**Provided text**
+ + + +

Any time a strategic decision changes how the company is owned, governed or contractually bound — incorporation, fundraising, M&A, restructuring, shareholder agreements, or major commercial contracts. Earlier engagement always costs less than later remediation.

A notary (notaire) is a public officer who authenticates specific deeds (mainly real-estate transfers and certain family-law acts). A corporate lawyer (avocat) advises on strategy, negotiates and drafts company documents, and represents you in disputes. The two roles complement rather than overlap.

Yes — most of our clients are foreign suppliers, investors or holding entities. We bridge the gap between French law and your home jurisdiction's expectations and deliver everything bilingually.

The SAS (Société par Actions Simplifiée) is the default choice for most international structures: flexible governance, single shareholder allowed, no minimum capital, and works cleanly with foreign holding entities. We assess SARL, SA, SCI on the merits when the situation calls for it.

+ + + +

**Prompt a**
Name every company form that the legal services text mentions.

Stored items:
+ + + +

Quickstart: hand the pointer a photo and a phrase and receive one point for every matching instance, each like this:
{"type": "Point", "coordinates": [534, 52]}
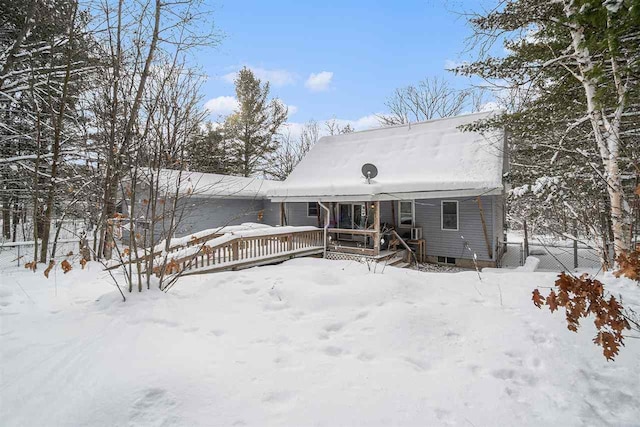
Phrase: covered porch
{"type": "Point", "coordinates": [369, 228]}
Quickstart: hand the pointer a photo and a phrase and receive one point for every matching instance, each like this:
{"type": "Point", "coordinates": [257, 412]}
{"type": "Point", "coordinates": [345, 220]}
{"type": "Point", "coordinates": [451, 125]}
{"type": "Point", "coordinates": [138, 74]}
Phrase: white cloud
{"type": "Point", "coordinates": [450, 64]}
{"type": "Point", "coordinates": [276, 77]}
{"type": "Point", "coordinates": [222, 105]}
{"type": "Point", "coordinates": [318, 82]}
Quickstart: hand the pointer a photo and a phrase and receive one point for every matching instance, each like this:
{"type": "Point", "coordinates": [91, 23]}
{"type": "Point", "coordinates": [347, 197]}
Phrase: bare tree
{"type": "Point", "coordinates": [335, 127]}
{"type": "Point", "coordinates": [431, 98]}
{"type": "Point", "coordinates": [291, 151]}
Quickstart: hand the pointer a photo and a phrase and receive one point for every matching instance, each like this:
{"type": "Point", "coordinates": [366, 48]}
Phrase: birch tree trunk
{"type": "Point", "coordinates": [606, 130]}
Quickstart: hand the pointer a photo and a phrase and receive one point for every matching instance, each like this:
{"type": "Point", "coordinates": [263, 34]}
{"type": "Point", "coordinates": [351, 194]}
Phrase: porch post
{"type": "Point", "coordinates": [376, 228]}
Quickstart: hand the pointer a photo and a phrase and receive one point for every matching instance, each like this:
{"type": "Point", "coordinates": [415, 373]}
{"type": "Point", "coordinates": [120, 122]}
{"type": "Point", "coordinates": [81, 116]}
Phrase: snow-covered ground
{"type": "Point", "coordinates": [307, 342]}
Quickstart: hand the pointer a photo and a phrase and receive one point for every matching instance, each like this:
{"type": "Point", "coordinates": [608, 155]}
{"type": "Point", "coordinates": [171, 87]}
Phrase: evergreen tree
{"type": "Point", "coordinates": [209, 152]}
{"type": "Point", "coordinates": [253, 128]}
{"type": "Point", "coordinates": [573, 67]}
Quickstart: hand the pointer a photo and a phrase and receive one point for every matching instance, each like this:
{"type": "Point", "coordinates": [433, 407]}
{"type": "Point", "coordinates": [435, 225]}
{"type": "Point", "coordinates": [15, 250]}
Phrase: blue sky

+ + + +

**Prompt b**
Identify each line in the entries above that contains the string "tree".

**Complete answer a**
SAS, SARL, SA, SCI

**Complete answer b**
Phrase: bare tree
Phrase: birch tree trunk
Phrase: evergreen tree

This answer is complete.